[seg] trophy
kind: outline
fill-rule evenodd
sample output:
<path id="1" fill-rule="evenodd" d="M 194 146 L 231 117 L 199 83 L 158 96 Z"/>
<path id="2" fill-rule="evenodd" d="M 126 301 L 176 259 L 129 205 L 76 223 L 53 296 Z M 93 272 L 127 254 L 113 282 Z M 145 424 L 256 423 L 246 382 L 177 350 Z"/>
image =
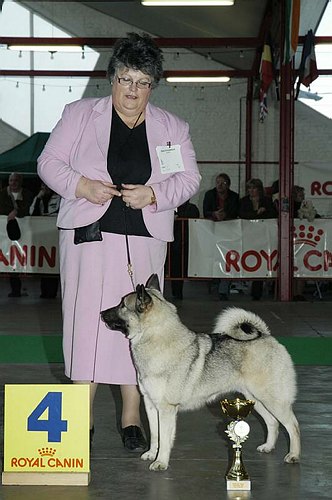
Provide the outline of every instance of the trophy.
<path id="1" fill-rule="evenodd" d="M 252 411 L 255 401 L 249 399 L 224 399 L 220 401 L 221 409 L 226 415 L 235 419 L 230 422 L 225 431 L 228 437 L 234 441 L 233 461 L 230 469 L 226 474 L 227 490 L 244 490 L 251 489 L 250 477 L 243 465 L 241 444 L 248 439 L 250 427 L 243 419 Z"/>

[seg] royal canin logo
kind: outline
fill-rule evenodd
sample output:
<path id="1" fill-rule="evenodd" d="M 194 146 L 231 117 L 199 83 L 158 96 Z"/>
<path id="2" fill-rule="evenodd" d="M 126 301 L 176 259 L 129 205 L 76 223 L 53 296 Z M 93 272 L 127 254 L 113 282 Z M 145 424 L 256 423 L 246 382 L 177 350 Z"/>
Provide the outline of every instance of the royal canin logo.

##########

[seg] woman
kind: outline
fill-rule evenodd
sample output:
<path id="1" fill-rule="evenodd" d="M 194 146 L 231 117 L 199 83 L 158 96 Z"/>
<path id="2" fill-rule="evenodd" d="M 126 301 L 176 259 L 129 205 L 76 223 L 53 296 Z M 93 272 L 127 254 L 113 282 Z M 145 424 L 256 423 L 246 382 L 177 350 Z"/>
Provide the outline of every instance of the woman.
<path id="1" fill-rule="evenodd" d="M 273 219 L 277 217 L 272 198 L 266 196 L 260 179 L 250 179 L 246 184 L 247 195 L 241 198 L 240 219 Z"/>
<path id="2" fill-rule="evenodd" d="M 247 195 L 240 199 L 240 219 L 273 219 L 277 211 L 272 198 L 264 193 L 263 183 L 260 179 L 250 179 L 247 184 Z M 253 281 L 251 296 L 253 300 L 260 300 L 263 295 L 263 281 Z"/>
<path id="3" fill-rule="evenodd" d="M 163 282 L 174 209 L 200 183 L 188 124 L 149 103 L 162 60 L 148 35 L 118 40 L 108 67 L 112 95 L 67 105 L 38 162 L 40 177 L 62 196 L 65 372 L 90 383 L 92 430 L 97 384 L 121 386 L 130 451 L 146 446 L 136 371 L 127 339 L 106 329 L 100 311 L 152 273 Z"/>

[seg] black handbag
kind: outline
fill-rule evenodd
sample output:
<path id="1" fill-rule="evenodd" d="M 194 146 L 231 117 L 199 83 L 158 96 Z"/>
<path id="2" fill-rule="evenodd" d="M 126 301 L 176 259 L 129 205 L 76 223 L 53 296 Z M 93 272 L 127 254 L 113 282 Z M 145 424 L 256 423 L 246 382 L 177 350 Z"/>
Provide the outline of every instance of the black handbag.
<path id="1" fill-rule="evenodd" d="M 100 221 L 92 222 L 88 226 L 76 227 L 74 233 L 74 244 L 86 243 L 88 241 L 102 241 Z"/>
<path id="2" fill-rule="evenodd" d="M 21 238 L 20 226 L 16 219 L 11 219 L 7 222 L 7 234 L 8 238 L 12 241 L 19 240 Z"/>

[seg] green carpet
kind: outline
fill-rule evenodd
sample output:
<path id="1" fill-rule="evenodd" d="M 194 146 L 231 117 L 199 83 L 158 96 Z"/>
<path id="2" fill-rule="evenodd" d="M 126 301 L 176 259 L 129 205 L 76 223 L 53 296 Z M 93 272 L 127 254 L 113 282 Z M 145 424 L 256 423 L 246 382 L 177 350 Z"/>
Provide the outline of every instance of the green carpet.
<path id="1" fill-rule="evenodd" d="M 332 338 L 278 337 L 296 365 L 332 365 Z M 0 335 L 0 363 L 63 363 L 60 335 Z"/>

##########

Find out how many lines above hold "royal". Write only the number.

2